German World War I flying ace (1892-1918)

Leutnant Hans Weiss was a German World War I flying ace credited with 16 aerial victories.

==Early life and service==
Born on 19 April 1892, Weiss was a native of Hof, a Bavarian town on the Austrian/German border. He began school in Bayreuth in 1912, studying mechanical engineering. After several attempts to volunteer for service at the beginning of World War I, he was accepted by the pioneers at Ingolstadt. He trained in Darmstadt in 1916; one of his schoolmates from high school, Richard Wenzl, trained with him there and would also become an ace.

* MATERIAL SUPPLIED:
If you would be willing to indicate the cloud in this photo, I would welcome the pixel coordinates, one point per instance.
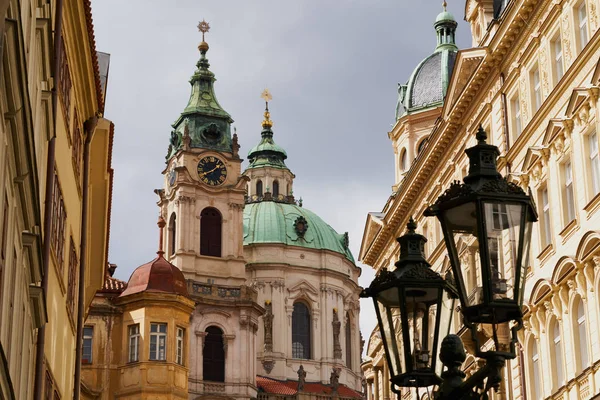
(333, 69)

---

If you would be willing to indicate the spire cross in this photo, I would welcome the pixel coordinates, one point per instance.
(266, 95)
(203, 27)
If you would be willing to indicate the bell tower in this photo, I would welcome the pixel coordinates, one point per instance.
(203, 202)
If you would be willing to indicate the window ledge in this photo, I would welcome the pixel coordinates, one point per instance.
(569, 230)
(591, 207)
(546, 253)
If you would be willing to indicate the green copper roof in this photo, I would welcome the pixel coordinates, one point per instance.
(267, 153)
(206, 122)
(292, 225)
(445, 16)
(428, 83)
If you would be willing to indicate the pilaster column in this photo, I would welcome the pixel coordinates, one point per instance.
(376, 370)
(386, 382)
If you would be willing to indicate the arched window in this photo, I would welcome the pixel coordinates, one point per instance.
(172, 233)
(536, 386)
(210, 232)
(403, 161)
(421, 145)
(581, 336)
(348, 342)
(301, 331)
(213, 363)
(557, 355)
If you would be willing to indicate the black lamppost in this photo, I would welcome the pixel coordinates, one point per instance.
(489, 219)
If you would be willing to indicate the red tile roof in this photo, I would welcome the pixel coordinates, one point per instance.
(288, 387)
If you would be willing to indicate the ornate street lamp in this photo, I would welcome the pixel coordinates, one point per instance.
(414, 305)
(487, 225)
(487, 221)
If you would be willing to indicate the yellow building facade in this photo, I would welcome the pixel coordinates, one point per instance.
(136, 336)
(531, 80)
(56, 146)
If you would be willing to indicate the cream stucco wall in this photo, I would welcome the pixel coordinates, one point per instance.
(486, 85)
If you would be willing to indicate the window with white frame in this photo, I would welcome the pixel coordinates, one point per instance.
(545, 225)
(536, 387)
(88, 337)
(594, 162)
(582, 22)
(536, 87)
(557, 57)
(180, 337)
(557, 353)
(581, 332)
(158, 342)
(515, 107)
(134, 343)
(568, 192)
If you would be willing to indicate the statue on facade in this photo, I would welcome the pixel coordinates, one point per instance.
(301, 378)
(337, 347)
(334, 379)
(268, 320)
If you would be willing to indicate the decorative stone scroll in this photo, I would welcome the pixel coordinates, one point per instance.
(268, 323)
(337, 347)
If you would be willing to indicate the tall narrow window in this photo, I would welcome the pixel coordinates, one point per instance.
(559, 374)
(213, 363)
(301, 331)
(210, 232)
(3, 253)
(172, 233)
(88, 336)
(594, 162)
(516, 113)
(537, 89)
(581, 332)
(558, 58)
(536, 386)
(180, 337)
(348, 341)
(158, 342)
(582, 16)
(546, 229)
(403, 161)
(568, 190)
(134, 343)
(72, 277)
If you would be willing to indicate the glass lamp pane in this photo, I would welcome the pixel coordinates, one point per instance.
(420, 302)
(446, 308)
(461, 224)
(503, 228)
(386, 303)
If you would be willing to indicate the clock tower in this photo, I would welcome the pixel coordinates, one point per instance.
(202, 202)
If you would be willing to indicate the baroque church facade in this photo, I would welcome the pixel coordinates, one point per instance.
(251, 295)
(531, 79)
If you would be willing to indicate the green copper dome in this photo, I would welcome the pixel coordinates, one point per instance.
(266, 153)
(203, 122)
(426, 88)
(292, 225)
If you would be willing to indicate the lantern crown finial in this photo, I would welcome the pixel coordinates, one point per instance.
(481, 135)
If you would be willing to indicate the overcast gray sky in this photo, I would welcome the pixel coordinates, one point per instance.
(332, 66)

==

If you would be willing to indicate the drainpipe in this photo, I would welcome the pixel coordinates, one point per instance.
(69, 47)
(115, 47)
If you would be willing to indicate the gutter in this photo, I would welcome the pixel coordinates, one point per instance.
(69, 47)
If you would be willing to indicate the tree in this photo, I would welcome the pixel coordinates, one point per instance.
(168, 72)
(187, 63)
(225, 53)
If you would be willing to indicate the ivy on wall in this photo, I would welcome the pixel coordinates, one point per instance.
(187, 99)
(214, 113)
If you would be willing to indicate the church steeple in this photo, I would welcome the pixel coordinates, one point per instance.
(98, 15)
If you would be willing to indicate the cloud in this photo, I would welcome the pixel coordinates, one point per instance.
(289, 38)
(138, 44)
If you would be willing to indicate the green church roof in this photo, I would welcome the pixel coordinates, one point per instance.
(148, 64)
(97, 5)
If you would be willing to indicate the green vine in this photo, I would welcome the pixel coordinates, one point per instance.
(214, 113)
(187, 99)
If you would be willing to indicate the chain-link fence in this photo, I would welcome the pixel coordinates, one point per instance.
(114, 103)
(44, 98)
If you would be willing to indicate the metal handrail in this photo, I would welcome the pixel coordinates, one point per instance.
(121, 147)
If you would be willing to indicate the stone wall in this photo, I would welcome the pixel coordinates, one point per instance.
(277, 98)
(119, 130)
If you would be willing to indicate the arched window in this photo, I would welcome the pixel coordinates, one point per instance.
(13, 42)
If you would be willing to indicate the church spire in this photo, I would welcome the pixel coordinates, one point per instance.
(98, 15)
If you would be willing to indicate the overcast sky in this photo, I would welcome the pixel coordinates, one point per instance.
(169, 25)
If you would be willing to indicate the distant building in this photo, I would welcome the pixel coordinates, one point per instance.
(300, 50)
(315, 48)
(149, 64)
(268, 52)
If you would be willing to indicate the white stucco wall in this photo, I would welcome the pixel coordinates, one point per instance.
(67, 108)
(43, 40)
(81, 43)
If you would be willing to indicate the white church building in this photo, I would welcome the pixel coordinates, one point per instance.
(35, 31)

* TASK:
Retype the passage from the Hans Weiss text starting at "Leutnant Hans Weiss" and ending at "become an ace.".

* ANSWER TO THIS EXERCISE:
Leutnant Hans Weiss was a German World War I flying ace credited with 16 aerial victories.

==Early life and service==
Born on 19 April 1892, Weiss was a native of Hof, a Bavarian town on the Austrian/German border. He began school in Bayreuth in 1912, studying mechanical engineering. After several attempts to volunteer for service at the beginning of World War I, he was accepted by the pioneers at Ingolstadt. He trained in Darmstadt in 1916; one of his schoolmates from high school, Richard Wenzl, trained with him there and would also become an ace.